[START]

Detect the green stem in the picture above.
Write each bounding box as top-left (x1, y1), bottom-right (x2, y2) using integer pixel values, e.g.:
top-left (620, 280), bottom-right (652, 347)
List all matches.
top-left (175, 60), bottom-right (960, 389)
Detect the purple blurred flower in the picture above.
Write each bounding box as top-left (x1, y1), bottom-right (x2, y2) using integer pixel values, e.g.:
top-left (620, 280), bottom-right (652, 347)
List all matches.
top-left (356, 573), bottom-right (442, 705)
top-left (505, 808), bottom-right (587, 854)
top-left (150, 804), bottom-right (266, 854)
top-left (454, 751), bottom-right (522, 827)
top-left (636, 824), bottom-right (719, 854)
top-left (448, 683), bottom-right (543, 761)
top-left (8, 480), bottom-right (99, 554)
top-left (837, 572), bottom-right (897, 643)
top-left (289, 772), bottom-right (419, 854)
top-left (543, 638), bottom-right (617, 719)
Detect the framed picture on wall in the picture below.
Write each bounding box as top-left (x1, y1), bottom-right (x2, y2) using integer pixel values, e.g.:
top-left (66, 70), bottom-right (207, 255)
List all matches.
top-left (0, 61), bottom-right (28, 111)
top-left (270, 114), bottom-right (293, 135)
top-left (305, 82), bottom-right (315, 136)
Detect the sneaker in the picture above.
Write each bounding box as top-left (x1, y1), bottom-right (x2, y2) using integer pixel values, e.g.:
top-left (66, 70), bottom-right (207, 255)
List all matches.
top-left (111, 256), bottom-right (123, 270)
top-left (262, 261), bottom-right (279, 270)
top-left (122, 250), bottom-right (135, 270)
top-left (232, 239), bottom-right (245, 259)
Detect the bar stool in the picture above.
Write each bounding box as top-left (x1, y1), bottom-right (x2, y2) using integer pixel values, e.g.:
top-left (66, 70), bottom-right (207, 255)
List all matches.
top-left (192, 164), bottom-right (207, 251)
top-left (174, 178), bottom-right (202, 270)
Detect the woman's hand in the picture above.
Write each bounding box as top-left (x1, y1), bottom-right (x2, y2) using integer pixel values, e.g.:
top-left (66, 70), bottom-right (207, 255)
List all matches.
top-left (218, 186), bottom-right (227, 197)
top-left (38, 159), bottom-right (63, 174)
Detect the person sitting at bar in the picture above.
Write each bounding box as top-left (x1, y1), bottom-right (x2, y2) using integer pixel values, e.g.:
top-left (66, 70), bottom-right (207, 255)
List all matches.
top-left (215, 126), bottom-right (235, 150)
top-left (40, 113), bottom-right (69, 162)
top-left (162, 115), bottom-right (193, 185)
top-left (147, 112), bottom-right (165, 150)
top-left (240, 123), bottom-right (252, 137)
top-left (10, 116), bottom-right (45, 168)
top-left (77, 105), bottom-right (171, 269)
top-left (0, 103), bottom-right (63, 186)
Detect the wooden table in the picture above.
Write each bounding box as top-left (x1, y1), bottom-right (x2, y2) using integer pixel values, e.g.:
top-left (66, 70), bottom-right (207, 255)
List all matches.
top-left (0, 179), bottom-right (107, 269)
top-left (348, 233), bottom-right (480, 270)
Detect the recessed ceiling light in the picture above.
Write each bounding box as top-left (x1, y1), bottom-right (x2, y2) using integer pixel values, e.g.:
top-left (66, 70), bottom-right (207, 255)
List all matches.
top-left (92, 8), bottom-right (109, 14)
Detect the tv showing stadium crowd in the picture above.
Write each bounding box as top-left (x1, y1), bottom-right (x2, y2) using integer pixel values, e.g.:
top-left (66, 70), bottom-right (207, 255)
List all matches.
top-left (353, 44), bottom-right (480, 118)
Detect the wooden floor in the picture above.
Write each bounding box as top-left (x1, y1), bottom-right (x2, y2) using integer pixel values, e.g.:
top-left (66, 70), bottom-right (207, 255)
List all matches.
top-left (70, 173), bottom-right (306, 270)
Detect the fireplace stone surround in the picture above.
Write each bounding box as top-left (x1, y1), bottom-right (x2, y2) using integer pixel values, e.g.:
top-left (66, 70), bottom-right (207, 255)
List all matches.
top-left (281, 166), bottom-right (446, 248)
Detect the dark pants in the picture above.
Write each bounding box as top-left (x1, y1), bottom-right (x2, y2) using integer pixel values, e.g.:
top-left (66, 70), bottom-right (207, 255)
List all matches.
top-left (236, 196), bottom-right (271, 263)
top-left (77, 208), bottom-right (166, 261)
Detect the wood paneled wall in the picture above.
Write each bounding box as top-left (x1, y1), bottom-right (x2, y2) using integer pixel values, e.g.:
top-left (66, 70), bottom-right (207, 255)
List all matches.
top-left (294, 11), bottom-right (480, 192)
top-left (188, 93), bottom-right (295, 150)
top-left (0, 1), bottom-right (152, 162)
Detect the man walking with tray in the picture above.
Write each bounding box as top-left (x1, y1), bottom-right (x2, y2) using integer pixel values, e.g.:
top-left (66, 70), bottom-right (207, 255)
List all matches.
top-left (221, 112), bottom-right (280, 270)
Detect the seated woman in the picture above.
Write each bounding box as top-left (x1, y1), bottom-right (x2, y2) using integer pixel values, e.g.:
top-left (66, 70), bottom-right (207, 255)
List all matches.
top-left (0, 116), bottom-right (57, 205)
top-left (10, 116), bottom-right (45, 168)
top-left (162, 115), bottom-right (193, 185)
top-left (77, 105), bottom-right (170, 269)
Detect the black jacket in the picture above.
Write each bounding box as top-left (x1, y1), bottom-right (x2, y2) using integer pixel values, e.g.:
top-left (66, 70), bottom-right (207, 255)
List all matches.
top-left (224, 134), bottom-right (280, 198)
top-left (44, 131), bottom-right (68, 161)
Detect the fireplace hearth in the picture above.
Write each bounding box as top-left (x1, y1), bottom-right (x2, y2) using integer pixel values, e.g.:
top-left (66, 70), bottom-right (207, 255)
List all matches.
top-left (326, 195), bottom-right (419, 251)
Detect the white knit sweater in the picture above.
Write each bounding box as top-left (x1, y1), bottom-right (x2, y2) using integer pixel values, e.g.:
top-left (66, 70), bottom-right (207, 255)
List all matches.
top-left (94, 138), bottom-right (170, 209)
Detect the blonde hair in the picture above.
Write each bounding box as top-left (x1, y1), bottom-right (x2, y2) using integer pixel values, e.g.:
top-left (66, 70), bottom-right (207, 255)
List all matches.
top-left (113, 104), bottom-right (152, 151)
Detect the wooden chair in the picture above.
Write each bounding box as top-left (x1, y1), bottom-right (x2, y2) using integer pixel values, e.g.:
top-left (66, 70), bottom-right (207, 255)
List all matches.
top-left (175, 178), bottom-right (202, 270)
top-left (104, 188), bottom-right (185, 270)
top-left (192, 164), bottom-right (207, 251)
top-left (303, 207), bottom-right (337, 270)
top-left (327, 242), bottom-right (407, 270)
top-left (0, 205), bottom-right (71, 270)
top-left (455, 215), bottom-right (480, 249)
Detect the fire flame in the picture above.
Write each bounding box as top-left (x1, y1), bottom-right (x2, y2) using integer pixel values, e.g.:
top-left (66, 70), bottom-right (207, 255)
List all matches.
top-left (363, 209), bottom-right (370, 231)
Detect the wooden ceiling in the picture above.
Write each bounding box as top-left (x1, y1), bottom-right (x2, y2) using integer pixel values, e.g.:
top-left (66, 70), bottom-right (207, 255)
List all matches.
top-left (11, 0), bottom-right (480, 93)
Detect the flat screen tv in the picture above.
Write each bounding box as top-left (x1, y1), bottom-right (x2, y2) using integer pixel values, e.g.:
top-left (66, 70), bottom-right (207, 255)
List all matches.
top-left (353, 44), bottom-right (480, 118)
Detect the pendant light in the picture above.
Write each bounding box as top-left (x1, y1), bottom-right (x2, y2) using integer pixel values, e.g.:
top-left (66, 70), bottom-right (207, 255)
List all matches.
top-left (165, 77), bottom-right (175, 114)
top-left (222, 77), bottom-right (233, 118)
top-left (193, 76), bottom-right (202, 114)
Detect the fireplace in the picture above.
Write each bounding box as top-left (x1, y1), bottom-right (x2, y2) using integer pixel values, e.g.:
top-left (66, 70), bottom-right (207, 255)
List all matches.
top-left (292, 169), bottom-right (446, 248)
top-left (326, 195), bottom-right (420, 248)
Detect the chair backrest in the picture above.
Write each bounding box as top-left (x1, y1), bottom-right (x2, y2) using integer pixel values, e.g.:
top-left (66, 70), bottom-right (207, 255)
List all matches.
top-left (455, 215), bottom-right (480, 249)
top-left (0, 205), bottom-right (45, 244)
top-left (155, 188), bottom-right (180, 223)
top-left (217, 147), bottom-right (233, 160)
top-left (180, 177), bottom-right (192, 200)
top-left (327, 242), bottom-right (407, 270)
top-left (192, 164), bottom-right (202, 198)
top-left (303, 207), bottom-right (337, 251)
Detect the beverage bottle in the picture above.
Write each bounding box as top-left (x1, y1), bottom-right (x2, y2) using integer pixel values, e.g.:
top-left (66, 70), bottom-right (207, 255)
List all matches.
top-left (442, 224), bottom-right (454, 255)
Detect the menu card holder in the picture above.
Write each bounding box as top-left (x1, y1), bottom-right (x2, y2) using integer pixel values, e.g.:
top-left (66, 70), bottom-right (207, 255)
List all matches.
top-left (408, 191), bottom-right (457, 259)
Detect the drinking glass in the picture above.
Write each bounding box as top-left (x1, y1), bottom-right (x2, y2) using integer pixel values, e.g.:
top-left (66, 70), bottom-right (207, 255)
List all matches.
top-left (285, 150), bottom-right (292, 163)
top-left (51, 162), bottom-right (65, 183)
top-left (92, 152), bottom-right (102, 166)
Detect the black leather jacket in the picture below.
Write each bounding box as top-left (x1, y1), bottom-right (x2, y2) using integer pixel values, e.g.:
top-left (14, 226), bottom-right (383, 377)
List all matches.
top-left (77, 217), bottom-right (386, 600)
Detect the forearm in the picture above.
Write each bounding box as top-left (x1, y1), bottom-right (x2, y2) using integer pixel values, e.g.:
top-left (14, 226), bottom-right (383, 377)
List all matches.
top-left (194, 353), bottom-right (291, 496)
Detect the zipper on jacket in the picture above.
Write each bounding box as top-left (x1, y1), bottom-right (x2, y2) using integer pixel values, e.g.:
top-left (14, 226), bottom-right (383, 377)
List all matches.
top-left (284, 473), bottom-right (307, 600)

[END]

• _What is expected_: Reproduce verbatim the lines of the items from the line containing "Detect the seated woman in the picture above." through the line containing "top-left (94, 138), bottom-right (170, 209)", both lines included, and nothing else.

• _Expected output_:
Detect the seated woman in the picture above.
Write each bounding box as top-left (x1, y1), bottom-right (x2, y2) using integer pixel values, e.g.:
top-left (66, 70), bottom-right (207, 255)
List all matches.
top-left (0, 116), bottom-right (57, 205)
top-left (10, 116), bottom-right (45, 168)
top-left (162, 115), bottom-right (193, 185)
top-left (77, 105), bottom-right (170, 269)
Detect the black jacket in the picture above.
Write each bounding box as top-left (x1, y1), bottom-right (x2, y2) using integer pixel values, e.g.:
top-left (66, 70), bottom-right (207, 255)
List all matches.
top-left (224, 134), bottom-right (280, 198)
top-left (44, 131), bottom-right (68, 161)
Detect the fireplace hearth in the picture above.
Write each bounding box as top-left (x1, y1), bottom-right (x2, y2) using integer pixel values, e.g.:
top-left (66, 70), bottom-right (207, 255)
List all matches.
top-left (326, 195), bottom-right (419, 251)
Detect the white knit sweater in the picture above.
Write each bounding box as top-left (x1, y1), bottom-right (x2, y2) using integer pixel values, e.g.:
top-left (66, 70), bottom-right (207, 255)
List all matches.
top-left (94, 138), bottom-right (170, 209)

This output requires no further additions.